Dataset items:
....................

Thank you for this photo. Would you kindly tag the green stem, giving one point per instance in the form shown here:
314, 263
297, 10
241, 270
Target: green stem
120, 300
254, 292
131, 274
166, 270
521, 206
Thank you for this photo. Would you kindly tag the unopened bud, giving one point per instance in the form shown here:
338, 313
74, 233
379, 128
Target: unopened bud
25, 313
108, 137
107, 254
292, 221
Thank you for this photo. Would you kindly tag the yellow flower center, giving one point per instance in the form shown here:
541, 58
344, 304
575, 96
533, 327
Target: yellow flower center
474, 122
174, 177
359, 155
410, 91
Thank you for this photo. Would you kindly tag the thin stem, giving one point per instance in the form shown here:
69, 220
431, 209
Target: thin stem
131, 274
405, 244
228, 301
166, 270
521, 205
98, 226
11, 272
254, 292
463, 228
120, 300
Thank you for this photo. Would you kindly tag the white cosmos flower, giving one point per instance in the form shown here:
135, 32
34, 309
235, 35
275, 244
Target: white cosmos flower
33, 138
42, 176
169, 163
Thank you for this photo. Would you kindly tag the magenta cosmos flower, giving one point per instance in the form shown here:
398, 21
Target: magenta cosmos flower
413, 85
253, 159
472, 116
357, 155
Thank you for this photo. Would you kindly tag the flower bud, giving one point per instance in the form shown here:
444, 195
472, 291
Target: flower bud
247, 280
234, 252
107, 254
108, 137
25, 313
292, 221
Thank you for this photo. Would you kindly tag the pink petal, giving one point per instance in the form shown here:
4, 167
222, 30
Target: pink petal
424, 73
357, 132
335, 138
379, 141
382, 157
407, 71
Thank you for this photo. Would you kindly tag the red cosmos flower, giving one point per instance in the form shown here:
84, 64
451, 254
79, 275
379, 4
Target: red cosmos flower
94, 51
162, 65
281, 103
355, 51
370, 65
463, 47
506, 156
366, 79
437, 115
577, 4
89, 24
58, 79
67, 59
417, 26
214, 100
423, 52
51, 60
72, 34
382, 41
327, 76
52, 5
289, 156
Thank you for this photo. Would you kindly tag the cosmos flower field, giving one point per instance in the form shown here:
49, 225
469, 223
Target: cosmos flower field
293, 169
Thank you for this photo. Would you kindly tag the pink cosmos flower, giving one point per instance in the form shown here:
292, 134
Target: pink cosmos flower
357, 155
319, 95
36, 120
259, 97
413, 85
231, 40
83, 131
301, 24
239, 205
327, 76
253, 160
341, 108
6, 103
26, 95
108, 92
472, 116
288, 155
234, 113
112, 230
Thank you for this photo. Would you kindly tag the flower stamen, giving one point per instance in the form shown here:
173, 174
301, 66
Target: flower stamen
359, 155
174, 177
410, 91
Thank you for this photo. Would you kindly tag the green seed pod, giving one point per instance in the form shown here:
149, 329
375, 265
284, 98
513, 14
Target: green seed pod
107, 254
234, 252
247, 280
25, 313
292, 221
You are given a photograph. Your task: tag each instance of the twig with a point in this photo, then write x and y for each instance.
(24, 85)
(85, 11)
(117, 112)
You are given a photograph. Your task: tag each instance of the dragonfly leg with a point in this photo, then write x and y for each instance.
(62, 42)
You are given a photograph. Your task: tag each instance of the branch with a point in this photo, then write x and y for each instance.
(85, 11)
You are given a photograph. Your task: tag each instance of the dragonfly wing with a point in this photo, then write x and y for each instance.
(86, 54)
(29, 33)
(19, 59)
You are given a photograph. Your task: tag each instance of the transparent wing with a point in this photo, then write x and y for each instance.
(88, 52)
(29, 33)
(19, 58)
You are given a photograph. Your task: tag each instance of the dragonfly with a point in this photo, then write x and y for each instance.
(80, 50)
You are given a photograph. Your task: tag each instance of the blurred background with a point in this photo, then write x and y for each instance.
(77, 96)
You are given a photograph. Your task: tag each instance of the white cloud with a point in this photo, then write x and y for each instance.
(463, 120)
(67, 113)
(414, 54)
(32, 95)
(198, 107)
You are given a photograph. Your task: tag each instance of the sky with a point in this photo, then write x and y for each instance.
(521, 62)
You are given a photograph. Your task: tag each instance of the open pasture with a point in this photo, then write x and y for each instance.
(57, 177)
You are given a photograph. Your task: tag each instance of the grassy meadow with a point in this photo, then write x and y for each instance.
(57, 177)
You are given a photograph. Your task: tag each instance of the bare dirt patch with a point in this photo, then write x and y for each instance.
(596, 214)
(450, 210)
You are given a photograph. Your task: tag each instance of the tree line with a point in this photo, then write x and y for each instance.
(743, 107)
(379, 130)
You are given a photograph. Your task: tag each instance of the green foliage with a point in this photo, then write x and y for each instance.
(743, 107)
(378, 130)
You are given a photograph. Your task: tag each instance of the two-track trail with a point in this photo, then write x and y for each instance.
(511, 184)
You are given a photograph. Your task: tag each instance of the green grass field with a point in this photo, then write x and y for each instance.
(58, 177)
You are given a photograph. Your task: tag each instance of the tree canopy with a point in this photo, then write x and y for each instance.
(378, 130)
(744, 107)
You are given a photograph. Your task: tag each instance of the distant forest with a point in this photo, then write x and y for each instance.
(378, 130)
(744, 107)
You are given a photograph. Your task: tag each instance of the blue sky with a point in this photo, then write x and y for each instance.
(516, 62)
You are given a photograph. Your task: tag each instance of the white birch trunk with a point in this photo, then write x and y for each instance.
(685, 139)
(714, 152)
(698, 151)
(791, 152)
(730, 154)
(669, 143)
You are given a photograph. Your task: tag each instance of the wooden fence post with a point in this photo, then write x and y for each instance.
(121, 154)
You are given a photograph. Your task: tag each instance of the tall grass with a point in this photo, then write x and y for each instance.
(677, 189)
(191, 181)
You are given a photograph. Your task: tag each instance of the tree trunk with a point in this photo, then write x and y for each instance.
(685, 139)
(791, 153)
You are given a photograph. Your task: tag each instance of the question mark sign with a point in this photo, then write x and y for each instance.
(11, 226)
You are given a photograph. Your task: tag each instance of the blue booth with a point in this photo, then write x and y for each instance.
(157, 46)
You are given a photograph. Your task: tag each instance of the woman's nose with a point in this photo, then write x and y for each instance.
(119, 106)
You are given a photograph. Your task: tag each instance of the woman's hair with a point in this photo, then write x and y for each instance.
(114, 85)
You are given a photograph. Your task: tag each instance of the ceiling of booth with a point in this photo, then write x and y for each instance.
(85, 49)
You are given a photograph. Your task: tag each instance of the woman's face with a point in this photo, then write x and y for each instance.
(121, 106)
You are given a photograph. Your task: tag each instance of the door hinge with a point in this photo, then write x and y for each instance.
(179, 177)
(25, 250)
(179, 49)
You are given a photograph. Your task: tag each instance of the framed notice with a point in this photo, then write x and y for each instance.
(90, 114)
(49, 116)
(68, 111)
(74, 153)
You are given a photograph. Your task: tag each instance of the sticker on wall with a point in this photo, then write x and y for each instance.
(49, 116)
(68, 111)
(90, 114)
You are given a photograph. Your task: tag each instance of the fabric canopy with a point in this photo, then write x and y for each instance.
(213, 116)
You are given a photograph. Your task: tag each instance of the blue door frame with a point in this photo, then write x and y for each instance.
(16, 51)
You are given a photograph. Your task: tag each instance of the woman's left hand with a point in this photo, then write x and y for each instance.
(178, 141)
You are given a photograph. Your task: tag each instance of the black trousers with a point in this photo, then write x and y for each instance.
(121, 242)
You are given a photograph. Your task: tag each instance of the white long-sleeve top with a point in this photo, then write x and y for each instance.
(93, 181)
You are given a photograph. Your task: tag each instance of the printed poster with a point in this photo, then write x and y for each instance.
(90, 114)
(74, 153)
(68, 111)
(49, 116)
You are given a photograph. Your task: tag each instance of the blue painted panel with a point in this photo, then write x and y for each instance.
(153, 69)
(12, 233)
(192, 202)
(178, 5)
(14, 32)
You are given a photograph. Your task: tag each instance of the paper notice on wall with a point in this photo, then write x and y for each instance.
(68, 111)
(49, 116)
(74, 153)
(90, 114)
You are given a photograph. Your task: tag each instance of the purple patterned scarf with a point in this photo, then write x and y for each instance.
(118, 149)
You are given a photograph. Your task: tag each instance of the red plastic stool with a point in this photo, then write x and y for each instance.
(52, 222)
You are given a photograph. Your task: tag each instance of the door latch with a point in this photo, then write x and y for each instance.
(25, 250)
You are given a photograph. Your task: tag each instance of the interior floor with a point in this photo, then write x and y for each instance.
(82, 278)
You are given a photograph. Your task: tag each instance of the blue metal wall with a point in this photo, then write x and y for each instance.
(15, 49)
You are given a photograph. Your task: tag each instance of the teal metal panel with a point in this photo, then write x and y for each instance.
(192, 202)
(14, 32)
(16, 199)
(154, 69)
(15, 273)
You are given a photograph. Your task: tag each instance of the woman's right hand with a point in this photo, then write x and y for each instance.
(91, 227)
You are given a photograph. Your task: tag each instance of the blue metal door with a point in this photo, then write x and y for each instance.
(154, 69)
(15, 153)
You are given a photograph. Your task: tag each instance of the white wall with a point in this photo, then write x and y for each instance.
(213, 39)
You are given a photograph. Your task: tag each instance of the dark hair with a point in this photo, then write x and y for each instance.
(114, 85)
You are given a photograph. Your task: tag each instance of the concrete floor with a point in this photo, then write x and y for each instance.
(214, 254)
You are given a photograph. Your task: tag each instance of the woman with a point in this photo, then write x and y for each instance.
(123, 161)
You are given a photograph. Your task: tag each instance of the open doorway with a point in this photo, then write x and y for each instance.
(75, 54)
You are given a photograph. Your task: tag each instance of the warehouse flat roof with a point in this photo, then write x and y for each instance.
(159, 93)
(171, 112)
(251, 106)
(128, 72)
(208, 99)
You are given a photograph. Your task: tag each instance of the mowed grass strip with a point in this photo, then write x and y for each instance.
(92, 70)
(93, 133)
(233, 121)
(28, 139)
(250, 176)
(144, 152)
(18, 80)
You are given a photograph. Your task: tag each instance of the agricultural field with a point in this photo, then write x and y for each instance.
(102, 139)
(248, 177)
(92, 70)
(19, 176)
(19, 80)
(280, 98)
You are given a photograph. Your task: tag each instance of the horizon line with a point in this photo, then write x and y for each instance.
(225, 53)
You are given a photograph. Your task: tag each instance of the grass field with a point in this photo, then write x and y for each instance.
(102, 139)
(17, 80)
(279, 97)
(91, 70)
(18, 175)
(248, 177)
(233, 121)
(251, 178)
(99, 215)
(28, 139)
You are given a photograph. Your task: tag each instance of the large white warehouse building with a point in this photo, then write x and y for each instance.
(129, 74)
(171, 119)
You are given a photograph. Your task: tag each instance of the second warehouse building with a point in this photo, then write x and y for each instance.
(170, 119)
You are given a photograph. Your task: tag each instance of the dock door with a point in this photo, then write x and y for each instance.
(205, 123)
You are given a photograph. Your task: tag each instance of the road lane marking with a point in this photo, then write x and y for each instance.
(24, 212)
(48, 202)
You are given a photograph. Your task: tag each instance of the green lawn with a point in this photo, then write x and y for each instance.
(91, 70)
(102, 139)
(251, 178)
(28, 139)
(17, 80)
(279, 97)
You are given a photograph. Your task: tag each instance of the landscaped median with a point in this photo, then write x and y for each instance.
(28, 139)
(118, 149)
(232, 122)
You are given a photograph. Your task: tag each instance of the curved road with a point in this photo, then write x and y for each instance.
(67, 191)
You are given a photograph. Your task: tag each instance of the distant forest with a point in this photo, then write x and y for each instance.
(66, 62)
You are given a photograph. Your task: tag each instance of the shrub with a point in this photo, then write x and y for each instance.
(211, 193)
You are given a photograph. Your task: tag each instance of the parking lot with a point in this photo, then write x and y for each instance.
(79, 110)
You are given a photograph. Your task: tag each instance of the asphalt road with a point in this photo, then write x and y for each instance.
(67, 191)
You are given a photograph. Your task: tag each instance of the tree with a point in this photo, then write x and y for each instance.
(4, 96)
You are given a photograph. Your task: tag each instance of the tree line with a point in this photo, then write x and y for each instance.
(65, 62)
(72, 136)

....................

--- WHAT YOU NEED TO DO ---
Exactly reproduce the lines from the one containing "of the road" through the end of the records, and only those lines.

--- THE ANSWER ---
You are given a photograph. Your task: tag each instance of the road lane marking with a point in this photo, then write x and y for each instance.
(24, 212)
(48, 202)
You are given a photograph. Your task: tag each instance of the green lawn with a point in this photo, then write x and y for each instance.
(91, 70)
(102, 139)
(251, 178)
(28, 139)
(17, 80)
(279, 97)
You are given a photograph. Your task: tag each instance of the landscaped median with a point in this photo, then write x and y for each instance.
(28, 139)
(118, 149)
(232, 122)
You are given a photograph. Your task: tag each instance of the curved road with a point in this photo, then write x and y for each instance.
(67, 191)
You are given a photograph. Your task: tag each instance of the distant forest with a point in this photo, then write x and y for each instance.
(66, 62)
You are given a photograph. Your task: tag each instance of the shrub with a point in this photo, then write x and y for each instance.
(211, 193)
You are given a photograph. Your task: tag each instance of the parking lot with a point in this photo, then write x and y for each instance.
(79, 110)
You are given a photograph. Your task: tag each instance of the asphalt road with a point in this photo, then write x and y for each instance.
(67, 191)
You are given a photograph. Your task: tag each instance of the tree with a point in this photo, then write x and y for each instance.
(4, 96)
You are given a photograph. Your task: tag each instance of the tree line with a point in this photo, then write x and y for each instance.
(65, 62)
(72, 136)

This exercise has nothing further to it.